**WORK REQUIRED:**
Count the lines in the records below that contain the string "wall", treating uppercase and lowercase letters as different, and reply with that number alone.

**LISTED RECORDS:**
○ ○ ○ ○

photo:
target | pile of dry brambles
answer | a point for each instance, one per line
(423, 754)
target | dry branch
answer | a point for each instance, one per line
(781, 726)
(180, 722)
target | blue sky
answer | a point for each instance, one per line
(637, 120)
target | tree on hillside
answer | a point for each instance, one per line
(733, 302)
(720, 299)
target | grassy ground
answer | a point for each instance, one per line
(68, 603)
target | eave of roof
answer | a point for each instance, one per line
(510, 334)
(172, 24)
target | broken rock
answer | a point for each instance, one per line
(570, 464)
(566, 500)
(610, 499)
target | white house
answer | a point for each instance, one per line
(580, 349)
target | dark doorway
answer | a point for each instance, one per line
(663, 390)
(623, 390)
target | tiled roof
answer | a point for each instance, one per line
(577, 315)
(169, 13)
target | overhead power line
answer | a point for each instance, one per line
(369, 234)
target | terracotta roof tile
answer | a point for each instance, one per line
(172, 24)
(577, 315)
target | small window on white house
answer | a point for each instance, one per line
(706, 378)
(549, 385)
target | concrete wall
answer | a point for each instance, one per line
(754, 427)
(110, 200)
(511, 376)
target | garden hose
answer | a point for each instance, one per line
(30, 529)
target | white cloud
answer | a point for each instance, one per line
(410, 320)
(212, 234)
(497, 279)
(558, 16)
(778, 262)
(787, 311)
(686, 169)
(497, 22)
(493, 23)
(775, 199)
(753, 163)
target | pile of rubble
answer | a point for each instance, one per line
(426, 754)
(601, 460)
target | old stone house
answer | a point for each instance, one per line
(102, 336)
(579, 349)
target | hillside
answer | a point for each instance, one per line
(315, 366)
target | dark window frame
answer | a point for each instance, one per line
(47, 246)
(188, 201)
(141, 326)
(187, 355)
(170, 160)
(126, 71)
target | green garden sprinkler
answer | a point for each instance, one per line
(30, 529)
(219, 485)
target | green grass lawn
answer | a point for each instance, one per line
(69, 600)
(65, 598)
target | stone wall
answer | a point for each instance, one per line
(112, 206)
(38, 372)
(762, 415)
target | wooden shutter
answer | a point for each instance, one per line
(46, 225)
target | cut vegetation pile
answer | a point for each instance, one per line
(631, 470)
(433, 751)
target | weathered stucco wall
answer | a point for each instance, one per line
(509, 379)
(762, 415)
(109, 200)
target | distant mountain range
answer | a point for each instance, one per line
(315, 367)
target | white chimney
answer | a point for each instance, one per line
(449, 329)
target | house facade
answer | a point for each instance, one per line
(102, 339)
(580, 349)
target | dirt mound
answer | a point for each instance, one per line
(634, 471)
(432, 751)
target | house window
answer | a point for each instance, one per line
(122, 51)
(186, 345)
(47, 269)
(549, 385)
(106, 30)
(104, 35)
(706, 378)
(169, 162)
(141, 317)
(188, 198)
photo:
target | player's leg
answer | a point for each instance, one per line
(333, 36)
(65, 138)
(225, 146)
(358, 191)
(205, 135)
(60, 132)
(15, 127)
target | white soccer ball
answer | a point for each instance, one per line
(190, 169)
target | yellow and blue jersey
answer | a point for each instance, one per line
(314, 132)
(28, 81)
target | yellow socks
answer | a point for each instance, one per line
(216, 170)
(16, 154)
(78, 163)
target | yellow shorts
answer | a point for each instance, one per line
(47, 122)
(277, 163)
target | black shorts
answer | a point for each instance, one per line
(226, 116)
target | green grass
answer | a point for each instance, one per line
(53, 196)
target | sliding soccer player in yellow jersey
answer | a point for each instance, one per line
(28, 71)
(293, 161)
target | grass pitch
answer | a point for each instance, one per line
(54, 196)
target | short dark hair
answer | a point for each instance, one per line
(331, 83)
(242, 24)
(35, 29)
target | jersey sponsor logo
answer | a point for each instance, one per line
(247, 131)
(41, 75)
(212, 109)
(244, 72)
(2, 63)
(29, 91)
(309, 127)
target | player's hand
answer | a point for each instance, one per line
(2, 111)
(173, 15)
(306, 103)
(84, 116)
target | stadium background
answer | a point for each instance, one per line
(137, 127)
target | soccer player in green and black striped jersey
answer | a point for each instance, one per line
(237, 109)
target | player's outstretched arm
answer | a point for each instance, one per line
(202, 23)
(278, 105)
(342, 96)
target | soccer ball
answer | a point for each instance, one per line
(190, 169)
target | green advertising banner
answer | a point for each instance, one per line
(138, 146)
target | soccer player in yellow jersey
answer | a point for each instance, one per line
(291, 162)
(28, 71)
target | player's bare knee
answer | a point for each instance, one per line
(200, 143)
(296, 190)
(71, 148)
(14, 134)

○ ○ ○ ○

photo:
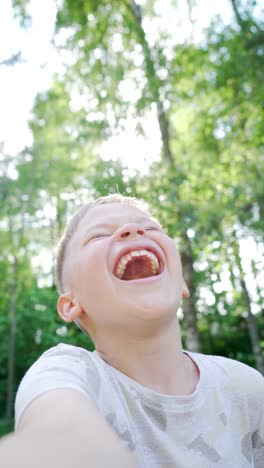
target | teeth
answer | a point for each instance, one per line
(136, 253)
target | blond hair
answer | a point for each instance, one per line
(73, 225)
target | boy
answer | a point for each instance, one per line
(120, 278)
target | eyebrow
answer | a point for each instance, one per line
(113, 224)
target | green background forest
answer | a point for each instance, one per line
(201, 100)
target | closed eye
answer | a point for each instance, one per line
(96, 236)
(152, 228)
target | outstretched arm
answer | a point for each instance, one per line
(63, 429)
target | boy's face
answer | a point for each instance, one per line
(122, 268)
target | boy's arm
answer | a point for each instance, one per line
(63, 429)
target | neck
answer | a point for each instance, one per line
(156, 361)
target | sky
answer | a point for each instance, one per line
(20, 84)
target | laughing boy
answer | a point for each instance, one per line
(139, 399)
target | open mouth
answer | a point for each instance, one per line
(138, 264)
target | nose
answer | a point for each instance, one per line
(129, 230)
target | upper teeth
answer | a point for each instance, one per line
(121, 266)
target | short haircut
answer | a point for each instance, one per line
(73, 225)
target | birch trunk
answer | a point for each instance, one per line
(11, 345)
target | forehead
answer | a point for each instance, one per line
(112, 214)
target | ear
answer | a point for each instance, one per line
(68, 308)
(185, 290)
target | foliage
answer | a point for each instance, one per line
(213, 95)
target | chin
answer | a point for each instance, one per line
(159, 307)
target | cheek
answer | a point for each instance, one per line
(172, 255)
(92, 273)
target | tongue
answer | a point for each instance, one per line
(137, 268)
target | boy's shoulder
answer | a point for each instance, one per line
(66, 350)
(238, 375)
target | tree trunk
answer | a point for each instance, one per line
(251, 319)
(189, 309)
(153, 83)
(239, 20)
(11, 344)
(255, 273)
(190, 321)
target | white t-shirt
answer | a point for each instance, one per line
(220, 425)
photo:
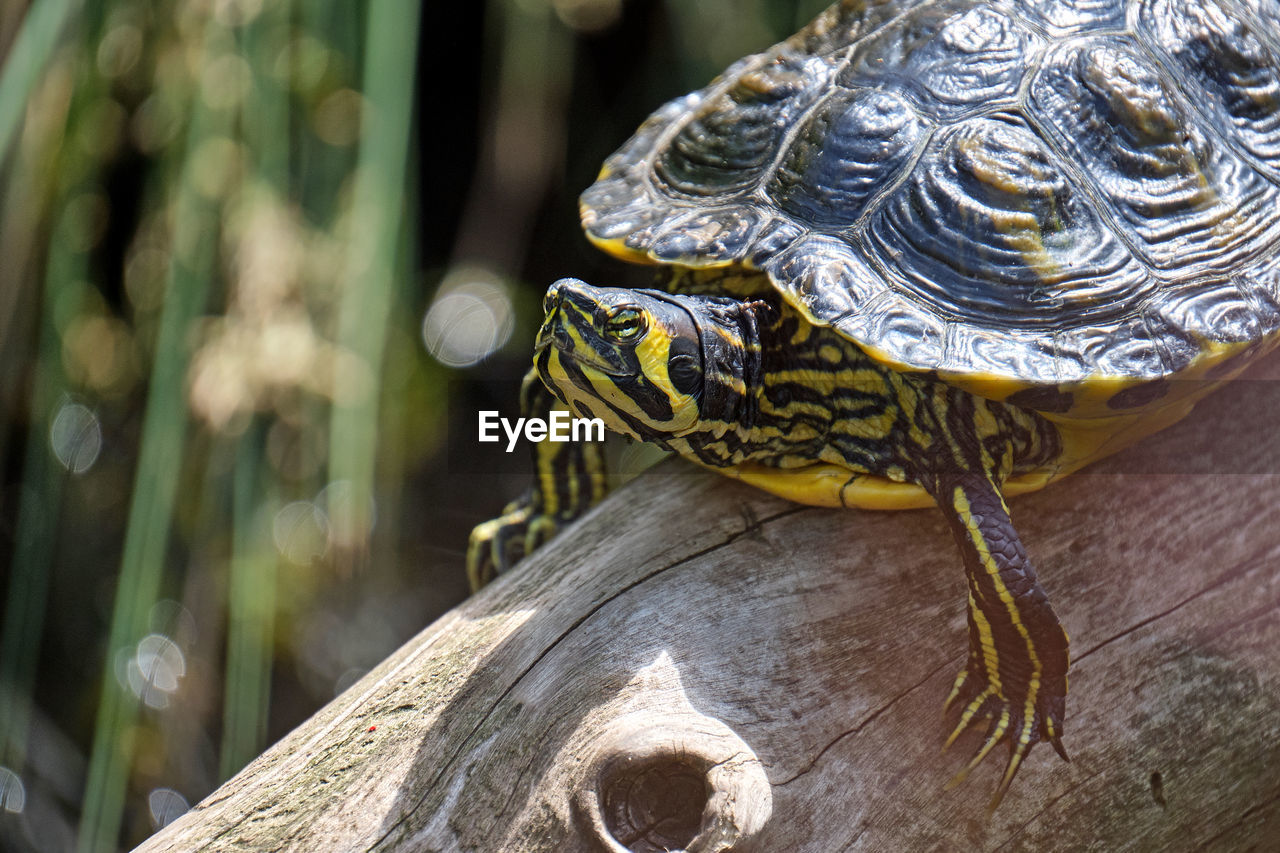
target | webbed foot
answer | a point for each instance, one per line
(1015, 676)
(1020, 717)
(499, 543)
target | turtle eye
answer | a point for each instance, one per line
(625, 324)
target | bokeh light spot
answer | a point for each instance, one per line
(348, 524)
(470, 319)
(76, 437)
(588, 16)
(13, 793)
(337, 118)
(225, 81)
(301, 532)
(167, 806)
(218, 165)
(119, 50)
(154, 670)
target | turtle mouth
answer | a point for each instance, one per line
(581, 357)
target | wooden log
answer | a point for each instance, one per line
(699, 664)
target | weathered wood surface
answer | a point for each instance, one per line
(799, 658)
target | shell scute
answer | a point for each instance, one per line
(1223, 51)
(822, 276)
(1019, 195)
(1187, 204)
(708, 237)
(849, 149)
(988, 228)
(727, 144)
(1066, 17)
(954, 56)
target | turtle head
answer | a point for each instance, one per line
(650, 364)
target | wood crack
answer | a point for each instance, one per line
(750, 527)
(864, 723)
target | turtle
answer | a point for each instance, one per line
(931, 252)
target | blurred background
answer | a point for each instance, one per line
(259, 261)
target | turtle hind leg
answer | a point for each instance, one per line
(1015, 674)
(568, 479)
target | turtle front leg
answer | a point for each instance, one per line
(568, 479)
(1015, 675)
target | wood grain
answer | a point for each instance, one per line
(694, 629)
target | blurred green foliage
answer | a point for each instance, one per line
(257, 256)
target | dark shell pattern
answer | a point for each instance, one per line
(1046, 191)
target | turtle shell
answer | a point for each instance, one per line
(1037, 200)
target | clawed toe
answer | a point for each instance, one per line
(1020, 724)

○ ○ ○ ○

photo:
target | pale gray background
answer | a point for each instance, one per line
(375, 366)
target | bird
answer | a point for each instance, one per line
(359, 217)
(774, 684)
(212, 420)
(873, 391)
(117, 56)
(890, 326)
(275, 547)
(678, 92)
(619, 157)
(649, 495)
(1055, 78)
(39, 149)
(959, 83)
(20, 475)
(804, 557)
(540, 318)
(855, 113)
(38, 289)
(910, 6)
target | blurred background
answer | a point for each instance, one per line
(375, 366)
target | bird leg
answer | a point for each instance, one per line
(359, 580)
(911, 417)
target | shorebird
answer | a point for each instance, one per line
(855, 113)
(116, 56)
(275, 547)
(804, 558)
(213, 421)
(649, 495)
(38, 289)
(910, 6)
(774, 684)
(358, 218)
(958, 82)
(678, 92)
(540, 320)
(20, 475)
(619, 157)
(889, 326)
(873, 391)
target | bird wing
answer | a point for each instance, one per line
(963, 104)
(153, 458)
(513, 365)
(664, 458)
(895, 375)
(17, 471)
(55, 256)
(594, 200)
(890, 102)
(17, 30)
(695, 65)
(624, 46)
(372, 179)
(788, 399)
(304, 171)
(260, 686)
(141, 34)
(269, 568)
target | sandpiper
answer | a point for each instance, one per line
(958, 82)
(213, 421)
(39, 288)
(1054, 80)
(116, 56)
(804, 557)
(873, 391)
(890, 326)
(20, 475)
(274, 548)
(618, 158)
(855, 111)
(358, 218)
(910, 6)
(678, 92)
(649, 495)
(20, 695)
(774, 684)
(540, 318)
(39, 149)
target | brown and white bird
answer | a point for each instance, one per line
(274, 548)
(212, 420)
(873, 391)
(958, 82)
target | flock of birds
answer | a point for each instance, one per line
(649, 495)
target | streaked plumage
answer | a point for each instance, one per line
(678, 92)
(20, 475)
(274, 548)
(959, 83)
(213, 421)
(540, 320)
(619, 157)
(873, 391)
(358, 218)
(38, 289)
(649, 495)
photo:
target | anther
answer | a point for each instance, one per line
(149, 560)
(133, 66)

○ ○ ○ ○

**ANSWER TO THE TASK:**
3